* **What the task requires**
In the lines of the material below, from the one containing "Every instance of the ampersand" through the one containing "pixel 424 884", inclusive, replace "sign" with "placard" and give only those lines, otherwise unchanged.

* **Data listing**
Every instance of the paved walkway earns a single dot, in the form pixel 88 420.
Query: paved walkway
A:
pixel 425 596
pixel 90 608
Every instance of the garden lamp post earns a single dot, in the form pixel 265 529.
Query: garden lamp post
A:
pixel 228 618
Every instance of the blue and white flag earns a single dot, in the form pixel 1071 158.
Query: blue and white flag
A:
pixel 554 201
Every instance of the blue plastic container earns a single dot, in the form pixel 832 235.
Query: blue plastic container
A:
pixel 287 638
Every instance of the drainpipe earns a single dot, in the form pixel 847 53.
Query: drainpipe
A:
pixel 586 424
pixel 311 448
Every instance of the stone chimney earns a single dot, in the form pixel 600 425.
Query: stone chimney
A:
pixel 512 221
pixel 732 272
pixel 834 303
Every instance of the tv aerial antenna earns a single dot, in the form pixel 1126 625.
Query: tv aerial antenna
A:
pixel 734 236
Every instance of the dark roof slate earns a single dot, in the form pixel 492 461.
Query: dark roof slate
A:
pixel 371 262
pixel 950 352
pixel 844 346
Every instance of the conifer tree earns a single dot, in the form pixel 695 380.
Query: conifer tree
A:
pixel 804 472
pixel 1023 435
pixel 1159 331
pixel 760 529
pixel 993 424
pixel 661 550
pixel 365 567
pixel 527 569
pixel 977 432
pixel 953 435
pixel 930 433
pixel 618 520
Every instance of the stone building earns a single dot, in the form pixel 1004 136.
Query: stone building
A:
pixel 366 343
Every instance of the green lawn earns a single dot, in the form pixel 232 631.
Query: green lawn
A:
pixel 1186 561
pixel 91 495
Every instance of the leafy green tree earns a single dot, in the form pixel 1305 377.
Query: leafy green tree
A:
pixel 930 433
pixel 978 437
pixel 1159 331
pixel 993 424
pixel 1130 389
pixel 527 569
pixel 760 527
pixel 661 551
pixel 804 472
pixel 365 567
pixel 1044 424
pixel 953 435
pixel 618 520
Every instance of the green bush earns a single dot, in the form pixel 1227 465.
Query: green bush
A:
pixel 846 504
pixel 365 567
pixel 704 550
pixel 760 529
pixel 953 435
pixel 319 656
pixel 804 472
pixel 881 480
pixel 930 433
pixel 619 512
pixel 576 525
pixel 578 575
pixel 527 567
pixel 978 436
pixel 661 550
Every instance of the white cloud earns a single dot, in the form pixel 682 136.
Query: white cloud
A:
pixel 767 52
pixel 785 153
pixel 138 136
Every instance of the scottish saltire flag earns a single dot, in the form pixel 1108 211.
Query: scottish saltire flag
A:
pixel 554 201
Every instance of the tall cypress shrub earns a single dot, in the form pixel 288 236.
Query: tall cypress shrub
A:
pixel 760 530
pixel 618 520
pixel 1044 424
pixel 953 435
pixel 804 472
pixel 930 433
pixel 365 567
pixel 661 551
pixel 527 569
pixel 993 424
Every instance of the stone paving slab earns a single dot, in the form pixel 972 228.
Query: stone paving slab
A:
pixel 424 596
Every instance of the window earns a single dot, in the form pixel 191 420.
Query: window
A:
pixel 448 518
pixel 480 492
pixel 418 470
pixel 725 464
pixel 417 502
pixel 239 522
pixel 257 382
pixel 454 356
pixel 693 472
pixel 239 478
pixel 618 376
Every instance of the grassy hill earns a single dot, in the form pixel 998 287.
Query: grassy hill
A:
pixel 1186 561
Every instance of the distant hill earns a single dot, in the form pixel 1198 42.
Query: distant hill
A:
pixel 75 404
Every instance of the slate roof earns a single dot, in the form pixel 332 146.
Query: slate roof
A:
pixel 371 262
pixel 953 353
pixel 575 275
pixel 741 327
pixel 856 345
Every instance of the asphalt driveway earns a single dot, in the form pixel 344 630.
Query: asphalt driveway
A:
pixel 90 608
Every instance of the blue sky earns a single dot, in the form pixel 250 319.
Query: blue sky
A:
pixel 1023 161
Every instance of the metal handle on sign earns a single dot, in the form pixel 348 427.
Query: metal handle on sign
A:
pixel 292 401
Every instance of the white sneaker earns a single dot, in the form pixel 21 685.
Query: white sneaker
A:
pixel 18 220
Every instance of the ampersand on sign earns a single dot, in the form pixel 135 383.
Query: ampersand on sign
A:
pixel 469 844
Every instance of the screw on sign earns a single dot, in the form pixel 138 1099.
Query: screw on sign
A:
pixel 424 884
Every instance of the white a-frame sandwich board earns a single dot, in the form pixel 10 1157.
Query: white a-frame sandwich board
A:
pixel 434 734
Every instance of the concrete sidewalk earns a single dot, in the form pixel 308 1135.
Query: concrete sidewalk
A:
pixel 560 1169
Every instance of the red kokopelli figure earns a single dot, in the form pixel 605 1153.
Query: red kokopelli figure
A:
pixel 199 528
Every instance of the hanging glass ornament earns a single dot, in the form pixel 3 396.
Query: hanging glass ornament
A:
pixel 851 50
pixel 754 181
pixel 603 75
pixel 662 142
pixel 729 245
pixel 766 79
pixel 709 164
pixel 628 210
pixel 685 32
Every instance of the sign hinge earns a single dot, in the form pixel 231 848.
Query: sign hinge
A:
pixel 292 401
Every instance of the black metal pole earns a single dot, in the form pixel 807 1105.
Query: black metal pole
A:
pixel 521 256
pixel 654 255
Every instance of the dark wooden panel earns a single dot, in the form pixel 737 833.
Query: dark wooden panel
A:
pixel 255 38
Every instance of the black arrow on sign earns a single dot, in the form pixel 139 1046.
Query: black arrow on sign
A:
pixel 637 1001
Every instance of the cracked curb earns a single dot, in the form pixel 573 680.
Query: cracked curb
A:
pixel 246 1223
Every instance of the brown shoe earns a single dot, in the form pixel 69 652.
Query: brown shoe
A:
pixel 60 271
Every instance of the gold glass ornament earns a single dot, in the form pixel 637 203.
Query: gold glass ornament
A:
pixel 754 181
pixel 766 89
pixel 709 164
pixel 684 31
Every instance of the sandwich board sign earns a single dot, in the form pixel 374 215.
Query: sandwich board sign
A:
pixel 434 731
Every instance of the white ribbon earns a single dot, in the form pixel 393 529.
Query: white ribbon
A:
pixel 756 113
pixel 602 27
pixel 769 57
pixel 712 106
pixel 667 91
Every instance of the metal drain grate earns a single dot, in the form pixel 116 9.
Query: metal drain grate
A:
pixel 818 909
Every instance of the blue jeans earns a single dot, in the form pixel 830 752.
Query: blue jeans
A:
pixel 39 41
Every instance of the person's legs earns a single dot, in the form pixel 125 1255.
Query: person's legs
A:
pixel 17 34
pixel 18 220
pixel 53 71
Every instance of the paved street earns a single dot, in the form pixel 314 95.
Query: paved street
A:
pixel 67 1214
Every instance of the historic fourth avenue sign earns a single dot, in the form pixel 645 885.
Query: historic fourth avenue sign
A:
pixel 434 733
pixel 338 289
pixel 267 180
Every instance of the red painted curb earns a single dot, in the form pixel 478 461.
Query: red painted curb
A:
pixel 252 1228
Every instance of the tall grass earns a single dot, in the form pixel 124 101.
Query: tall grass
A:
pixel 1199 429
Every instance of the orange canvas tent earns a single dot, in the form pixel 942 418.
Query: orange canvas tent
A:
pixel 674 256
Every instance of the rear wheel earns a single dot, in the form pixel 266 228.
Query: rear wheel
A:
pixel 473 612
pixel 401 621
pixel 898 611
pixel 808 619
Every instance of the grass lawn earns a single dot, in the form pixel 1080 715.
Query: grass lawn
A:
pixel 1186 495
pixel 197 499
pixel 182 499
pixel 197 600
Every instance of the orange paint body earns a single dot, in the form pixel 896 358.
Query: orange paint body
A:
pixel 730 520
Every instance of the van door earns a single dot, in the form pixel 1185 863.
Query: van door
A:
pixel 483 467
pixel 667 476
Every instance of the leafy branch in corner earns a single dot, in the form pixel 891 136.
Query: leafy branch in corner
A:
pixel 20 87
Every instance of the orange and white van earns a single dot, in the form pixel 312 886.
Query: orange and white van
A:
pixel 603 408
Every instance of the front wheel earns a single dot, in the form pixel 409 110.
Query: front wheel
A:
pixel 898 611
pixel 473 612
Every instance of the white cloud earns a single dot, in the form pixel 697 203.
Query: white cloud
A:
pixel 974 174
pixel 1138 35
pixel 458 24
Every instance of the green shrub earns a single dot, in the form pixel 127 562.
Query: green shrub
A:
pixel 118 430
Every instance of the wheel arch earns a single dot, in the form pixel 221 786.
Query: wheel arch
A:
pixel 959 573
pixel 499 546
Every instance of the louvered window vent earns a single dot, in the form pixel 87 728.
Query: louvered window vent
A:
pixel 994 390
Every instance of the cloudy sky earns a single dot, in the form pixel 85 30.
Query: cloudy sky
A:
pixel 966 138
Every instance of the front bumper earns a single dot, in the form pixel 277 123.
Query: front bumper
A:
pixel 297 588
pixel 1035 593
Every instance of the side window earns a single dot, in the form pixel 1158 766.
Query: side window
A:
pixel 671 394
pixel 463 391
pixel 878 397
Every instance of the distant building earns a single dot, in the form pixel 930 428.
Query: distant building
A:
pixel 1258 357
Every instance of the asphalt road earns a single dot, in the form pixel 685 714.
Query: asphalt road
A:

* **Finished answer**
Every instance of the ampersand on placard earns a single dot, in the form pixel 135 383.
Query: ampersand on placard
A:
pixel 469 844
Every instance of the screw on placard earns a single dot, in the form pixel 138 1099.
Query: screw on placard
A:
pixel 424 884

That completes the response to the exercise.